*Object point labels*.
--- --- ---
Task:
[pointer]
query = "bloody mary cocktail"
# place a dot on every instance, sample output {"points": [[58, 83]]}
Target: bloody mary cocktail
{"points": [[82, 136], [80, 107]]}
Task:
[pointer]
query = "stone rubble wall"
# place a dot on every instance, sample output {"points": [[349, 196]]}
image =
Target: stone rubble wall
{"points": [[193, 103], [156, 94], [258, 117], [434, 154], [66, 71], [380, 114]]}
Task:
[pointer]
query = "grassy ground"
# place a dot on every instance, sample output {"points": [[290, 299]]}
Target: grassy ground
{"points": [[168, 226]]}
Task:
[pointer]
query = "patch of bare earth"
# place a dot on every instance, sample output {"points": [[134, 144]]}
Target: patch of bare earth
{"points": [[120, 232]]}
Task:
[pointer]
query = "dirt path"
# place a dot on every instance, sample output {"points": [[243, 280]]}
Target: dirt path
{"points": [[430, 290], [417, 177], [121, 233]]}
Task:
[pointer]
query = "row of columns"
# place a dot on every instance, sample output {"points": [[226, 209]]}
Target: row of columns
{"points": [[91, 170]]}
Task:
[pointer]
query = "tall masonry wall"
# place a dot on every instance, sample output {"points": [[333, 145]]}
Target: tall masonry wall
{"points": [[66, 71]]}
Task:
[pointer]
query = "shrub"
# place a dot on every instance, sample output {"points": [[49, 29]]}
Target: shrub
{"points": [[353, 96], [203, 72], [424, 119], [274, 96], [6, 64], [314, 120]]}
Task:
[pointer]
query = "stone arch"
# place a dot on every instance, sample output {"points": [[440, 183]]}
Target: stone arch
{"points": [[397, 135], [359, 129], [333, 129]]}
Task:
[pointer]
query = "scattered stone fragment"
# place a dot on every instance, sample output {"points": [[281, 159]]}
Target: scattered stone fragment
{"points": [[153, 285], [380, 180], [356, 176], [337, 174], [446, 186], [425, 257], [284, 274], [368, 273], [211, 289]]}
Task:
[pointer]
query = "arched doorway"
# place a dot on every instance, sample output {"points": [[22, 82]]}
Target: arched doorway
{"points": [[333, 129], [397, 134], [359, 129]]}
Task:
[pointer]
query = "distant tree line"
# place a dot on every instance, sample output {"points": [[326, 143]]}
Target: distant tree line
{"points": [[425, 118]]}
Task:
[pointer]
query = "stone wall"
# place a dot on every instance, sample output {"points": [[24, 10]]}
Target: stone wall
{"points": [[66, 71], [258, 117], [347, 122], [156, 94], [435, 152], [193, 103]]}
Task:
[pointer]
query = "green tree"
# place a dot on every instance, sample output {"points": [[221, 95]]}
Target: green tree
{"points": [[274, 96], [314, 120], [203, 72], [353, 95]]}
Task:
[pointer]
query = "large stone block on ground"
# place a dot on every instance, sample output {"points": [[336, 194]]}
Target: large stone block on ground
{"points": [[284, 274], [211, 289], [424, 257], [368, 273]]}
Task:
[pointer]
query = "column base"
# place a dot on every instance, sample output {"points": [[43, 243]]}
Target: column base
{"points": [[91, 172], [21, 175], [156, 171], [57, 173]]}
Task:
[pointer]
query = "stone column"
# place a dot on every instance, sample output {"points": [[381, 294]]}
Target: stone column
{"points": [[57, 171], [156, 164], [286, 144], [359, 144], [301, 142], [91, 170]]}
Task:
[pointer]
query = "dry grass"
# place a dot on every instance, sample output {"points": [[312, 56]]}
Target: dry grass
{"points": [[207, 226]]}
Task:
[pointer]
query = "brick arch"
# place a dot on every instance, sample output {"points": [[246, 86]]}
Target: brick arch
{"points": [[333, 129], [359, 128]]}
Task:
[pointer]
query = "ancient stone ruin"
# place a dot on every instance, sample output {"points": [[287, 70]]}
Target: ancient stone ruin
--- --- ---
*WRITTEN EXERCISE*. From the records above, extract everything verbatim.

*WRITTEN ANSWER*.
Task:
[pointer]
query = "bloody mary cocktail"
# place a dot on every instance, sample output {"points": [[58, 83]]}
Target: bloody mary cocktail
{"points": [[82, 136], [80, 107]]}
Task:
[pointer]
query = "stone rubble wall"
# place a dot on every instance, sample output {"points": [[349, 196]]}
image =
Target: stone rubble wall
{"points": [[193, 103], [156, 94], [258, 117], [434, 154], [66, 71], [380, 114]]}
Task:
[pointer]
query = "grassy ground"
# place a dot on every instance, sample output {"points": [[290, 299]]}
Target: grassy ground
{"points": [[168, 226]]}
Task:
[pointer]
query = "patch of bare earth"
# place a dot on every instance, sample output {"points": [[134, 144]]}
Target: patch of bare earth
{"points": [[120, 232]]}
Task:
[pointer]
query = "dirt path"
# place a dot on every instance, sample output {"points": [[243, 280]]}
Target: dirt path
{"points": [[430, 290], [417, 177], [121, 233]]}
Task:
[pointer]
query = "row of columns"
# place a dot on every instance, sample output {"points": [[226, 209]]}
Target: row of columns
{"points": [[91, 170]]}
Task:
[pointer]
query = "tall masonry wall"
# place a dot on every instance, sample output {"points": [[333, 145]]}
Target: tall masonry wall
{"points": [[66, 71]]}
Task:
[pointer]
query = "shrub"
# place a dot on every instance, sample output {"points": [[49, 29]]}
Target: shrub
{"points": [[353, 96], [203, 72], [424, 119], [274, 96], [6, 64], [314, 120]]}
Task:
[pointer]
query = "stone arch"
# place a dot on every instance, sample output {"points": [[440, 183]]}
Target: stone arch
{"points": [[397, 135], [359, 129], [333, 129]]}
Task:
[pointer]
query = "scattered stone fragment"
# place a dot on every instance, sample output {"points": [[281, 159]]}
Target: scattered stone fragment
{"points": [[153, 285], [380, 180], [356, 176], [337, 174], [446, 186], [425, 257], [284, 274], [368, 273], [211, 289]]}
Task:
[pointer]
query = "arched doorway"
# place a dot on every instance, sample output {"points": [[22, 82]]}
Target: arched doorway
{"points": [[333, 129], [397, 134], [359, 129]]}
Task:
[pointer]
query = "distant tree line"
# place a dot on every instance, sample output {"points": [[326, 143]]}
Target: distant tree line
{"points": [[425, 118]]}
Task:
[pointer]
query = "stone wall"
# place a dot on every instance, sample output {"points": [[24, 10]]}
Target: stone wall
{"points": [[66, 71], [258, 117], [347, 122], [156, 94], [435, 152], [193, 103]]}
Task:
[pointer]
query = "green tree"
# place a dot on every instance, sample output {"points": [[221, 95]]}
Target: green tree
{"points": [[274, 96], [314, 120], [203, 72], [353, 95]]}
Task:
[pointer]
query = "large stone block on ground"
# place a dot on every instance, sample output {"points": [[336, 194]]}
Target: large stone block on ground
{"points": [[284, 274], [211, 289], [424, 257], [368, 273]]}
Task:
[pointer]
query = "column base"
# place a dot on every instance, sample output {"points": [[43, 243]]}
Target: column base
{"points": [[91, 172], [21, 175], [156, 171], [57, 173]]}
Task:
[pointer]
query = "stone column"
# place a dot on every instance, sample output {"points": [[381, 294]]}
Target: stone column
{"points": [[57, 171], [156, 164], [286, 144], [359, 144], [301, 142], [91, 170]]}
Task:
[pointer]
query = "dry grass"
# place a dot on every instance, sample output {"points": [[312, 56]]}
Target: dry grass
{"points": [[207, 226]]}
Task:
[pointer]
query = "brick arch"
# place a dot on every instance, sample output {"points": [[246, 86]]}
Target: brick arch
{"points": [[333, 129], [359, 128]]}
Task:
[pointer]
query = "ancient stone ruin"
# place a dot on every instance, sample output {"points": [[287, 70]]}
Target: ancient stone ruin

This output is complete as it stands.